_Requirement A_
According to the Komen Columbus profile, what award did the affiliate win for 2013?
_Requirement B_
Summarize the Komen Columbus profile in two sentences.
_Requirement C_
Carry on the Komen Columbus profile from where it stops.

_Excerpted passage_

--- START ---

Source: Alternative Fuels Data Center, part of the U.S. Department of Energy’s Clean Cities program
An army of volunteers: Katie Carter built a strong team with passionate and engaged partners at Komen ColumbusWritten by Jayne Gest
Katie Carter, executive director of the Columbus Affiliate of Susan G. Komen for the Cure, hears stories all the time from volunteers about how they or someone in their lives have been touched by breast cancer. But one in particular sticks out.
A Columbus-area woman with young children was struggling with her stage IV breast cancer, undergoing chemotherapy and radiation. She received a drug that was developed in part through the donations of Susan G. Komen for the Cure.
“She’s doing well now,” Carter says, “but when you’re talking about a drug that Komen was a part of — that saves someone’s life and continues to make them live longer — that’s what it is really about.”
Susan G. Komen for the Cure, which seeks to help find a cure for breast cancer, is the largest non-government funder of breast cancer research in the world, having donated $58 million to research last year.
“We’re here to save lives, but we’re also making an impact from a local level,” she says.
Komen has been involved, at least in some way, in every one of the breakthrough cancer treatment drugs, according to Carter.
“Again, there are lots of collaborations, so you need the researchers, and you need the pharmacy to create it and mass produce it and get it back into the hands of the patients, but it’s a fact that everyone who was a part of that breakthrough helped save her life. And we had a small part in that.
“That’s what really matters, and the impact we make every day in the lives of so many that we don’t hear stories about. We know that we’re continuing to do great work, and we do make a difference.
“But we need help,” she says. “We need to continue to make that help through our community and continue to raise more money, so we can give more to research, and we can give more to our local programming to continue that.”
Such goals and the many volunteers at Komen Columbus helped the affiliate win the Affiliate of the Year award for 2013 from the national organization.
The affiliate strived to diversify funding, increase awareness and expand outreach communication activities to be visible throughout the year. Through the collaboration with corporate sponsors, community support and dedicated volunteers, Komen Columbus was able to fund 20 breast health programs in Central Ohio and invest its 20 millionth dollar toward the organization’s mission — to save lives and end breast cancer.
Here’s how Carter and her staff manage 1,000 volunteers as a team and engage them on the mission of one of the most widely known brands in its field.
Getting in position
One of the keys to keeping a workforce engaged is finding an opportunity for employees to exercise their talents. “Do the work you love, and love the work you do.” is more than an aphorism — it’s the attitude the employees at a successful organization exhibit.
Likewise, Carter finds matching volunteers with a role that makes the best use of his or her aptitudes leads to successful outcomes.
“As long as you place everyone in the right position and in the right seat, you’re going to be successful,” Carter says.
The Columbus affiliate has new people coming in all the time who want to be involved. Carter says they don’t just say, “Great, thanks for joining. Here’s a job for you.”
If they aren’t in the right position, the volunteer might get bored or lose interest.
Instead, a Komen Columbus staff member interviews the volunteer, a procedure that is almost like a job interview, to get an understanding of his or hers passion and why the person is interested in volunteering. Finding out the story is the first step.

--- END ---

_Information_
--- START ---

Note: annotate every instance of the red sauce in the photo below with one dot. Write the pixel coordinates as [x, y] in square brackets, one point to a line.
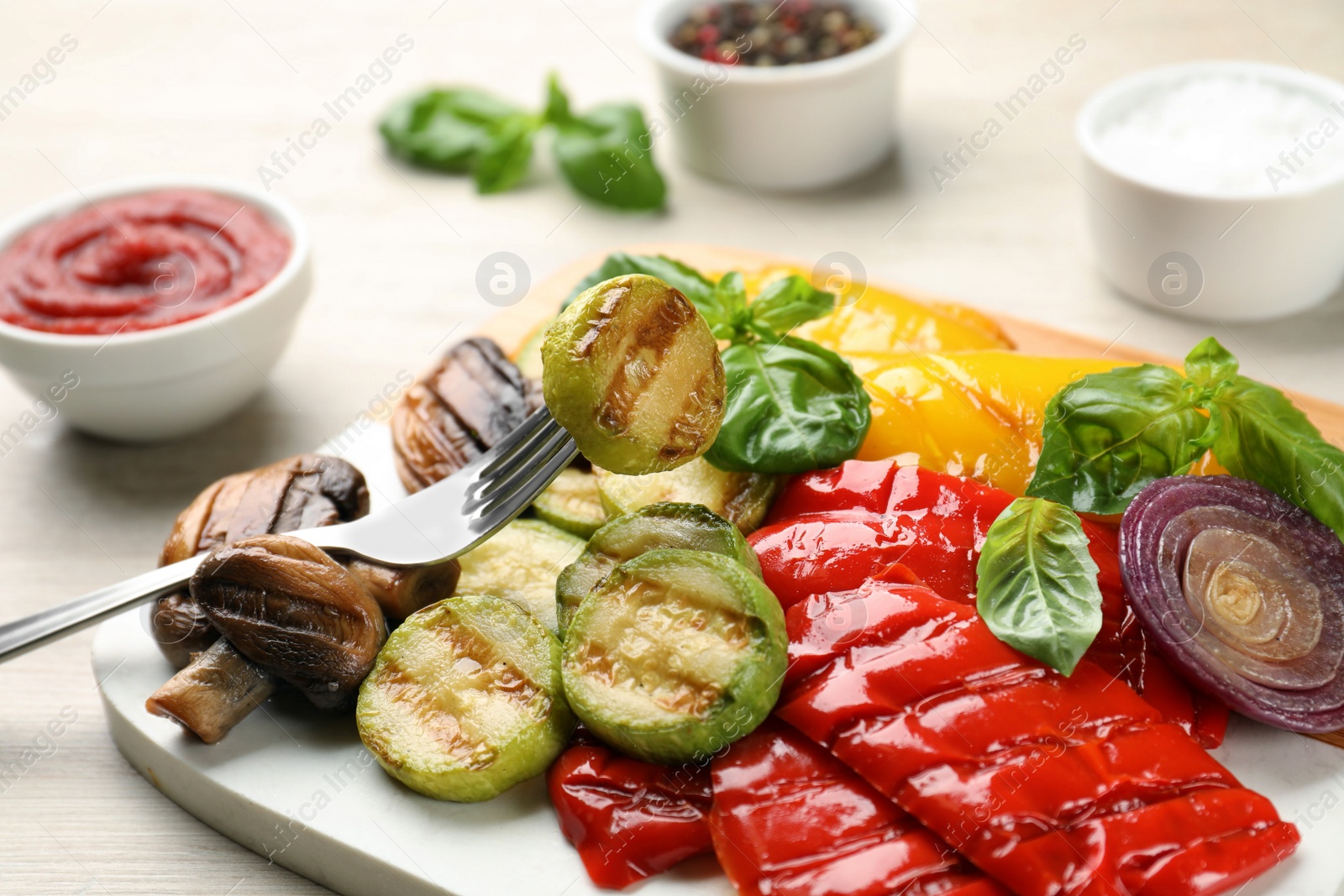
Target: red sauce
[139, 262]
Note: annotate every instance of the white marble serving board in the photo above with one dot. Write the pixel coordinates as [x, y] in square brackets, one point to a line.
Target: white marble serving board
[297, 786]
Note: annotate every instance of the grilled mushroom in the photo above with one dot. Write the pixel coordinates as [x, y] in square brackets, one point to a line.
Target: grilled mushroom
[403, 590]
[293, 611]
[296, 493]
[457, 411]
[288, 613]
[214, 694]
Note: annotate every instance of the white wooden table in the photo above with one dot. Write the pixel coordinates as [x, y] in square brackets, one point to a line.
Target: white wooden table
[218, 86]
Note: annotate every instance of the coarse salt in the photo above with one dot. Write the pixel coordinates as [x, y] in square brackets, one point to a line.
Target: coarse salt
[1225, 134]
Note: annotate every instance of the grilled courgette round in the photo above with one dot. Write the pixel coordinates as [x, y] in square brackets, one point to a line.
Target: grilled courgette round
[692, 527]
[633, 372]
[465, 700]
[675, 656]
[739, 497]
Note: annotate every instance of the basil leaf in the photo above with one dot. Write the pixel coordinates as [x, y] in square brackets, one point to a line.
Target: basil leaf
[790, 301]
[608, 155]
[506, 156]
[1211, 365]
[1110, 434]
[445, 128]
[1037, 584]
[792, 406]
[729, 316]
[1265, 438]
[685, 278]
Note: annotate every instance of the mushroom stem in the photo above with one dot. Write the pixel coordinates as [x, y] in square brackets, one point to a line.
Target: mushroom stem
[214, 692]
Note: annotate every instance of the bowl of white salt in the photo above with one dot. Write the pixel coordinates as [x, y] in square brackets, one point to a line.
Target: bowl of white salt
[1215, 190]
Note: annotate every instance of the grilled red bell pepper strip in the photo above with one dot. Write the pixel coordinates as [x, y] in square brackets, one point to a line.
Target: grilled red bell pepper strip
[790, 820]
[628, 819]
[833, 530]
[1054, 786]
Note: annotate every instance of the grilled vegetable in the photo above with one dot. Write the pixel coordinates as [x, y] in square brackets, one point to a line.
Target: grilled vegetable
[296, 493]
[528, 358]
[1012, 765]
[295, 611]
[632, 371]
[571, 503]
[676, 654]
[739, 497]
[658, 526]
[457, 410]
[403, 590]
[465, 700]
[521, 563]
[628, 819]
[870, 520]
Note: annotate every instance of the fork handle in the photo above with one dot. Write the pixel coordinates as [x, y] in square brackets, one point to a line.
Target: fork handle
[24, 634]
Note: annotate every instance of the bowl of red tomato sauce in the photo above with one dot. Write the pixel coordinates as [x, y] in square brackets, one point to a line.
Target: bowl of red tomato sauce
[148, 309]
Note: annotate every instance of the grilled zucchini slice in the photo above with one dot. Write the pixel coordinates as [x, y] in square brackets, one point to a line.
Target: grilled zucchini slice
[675, 656]
[691, 527]
[521, 563]
[633, 372]
[465, 700]
[571, 503]
[739, 497]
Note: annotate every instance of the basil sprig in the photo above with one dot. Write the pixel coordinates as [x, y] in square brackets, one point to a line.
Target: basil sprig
[1110, 434]
[605, 155]
[1037, 584]
[792, 405]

--- END ---

_Response A_
The Affiliate of the Year award from the national organization.

_Response B_
Katie Carter, executive director of the Columbus Affiliate of Susan G. Komen for the Cure, leads an affiliate that won the national organization's 2013 Affiliate of the Year award, funded 20 breast health programs in Central Ohio, and invested its 20 millionth dollar toward the mission of saving lives and ending breast cancer. She and her staff manage 1,000 volunteers by placing each one in the right role, starting with a staff interview that is almost like a job interview to learn the volunteer's passion and story.

_Response C_
“Usually the volunteer has a story — my mom was diagnosed or my aunt or my grandmother or my wife, or I myself am a survivor,” Carter says. “And they say, ‘I just want to give back,’
“Anytime you have a volunteer, they have to be engaged in your mission, and believe in it and entrust in it, and know that they are there to help,” Carter says.
The second matter is asking what the person has done, and finding out about his or her background and interests.
“I think we all know that whether you’re in a job or volunteering, you have to love what you do. And if you don’t, then it’s very hard to motivate someone,” Carter says.
“You want to sit down and ask the right questions, and make sure that it’s a good fit for the organization and that it’s a good fit for that volunteer.”
Although communication skills are helpful because there are a lot of jobs where volunteers interact with other people, there are other ways to make an impact, Carter says. Whatever roles they fill, volunteers, staff members, board members and corporate partners know the strength of the organization’s mission.
Keeping the engagement
The mission and vision statements of a company, when used properly, guide an organization to inspire employees to reach its goals.
But how you maintain inspiration in any organization, for-profit or not-for-profit, where burnout is a concern, may be a large factor in your success.
Susan G. Komen for the Cure allows people to help in many ways, whether by donating money, participating in events or donating their time and talents to make the organization grow and be what it is today, Carter says.
That flexibility keeps the nonprofit strong — as long as it stays true to its vision of a breast cancer-free world.
The affiliate works with volunteers’ schedules, and seeks to let them know that whatever they can give helps.
“As organizations grow, people come and go, and they serve their time. But they are still always connected by it,” Carter says.
“And once you leave, you don’t really leave. It’s one of those things where you’re always connected by Komen or breast cancer,” she says. “So we always say that even though people maybe don’t stay with us every day, they are still with us in spirit, and support the organization.”
For example, the Columbus affiliate’s founders still come to the annual race and are engaged with overall community support, even though they may not be involved with day-to-day operations.
Carter says it’s just like anything else, whether it’s a job or an organization, you’re going to have turnover in terms of people coming and going. As others get involved, however, new ideas and innovation can come out of it.
“That’s OK with us as long as we know that we always have a core volunteer base, as our go-to,” she says. “Then as people move on, they get replaced and that’s OK. It’s good to have change and get others involved.”
Stay true to your mission
There are always potential challenges facing an organization. They can range from financial woes to straying away from the mission. But once you notice a growing challenge, it’s time to execute your response.
“I think everybody always has challenges,” Carter says. “I think you have to adapt, and I think that’s the biggest thing. You have to know why things are changing, whether it’s good or bad.”
The next step is to take an introspective look at the situation.
“Evaluate where you’re at and what needs to happen to make those changes, because in any organization, whether it’s nonprofit or business, things do change,” Carter says. “Whether it’s through financial crisis, the economy has issues, or there are changes in laws, or there are just changes in how people give — you have to adapt.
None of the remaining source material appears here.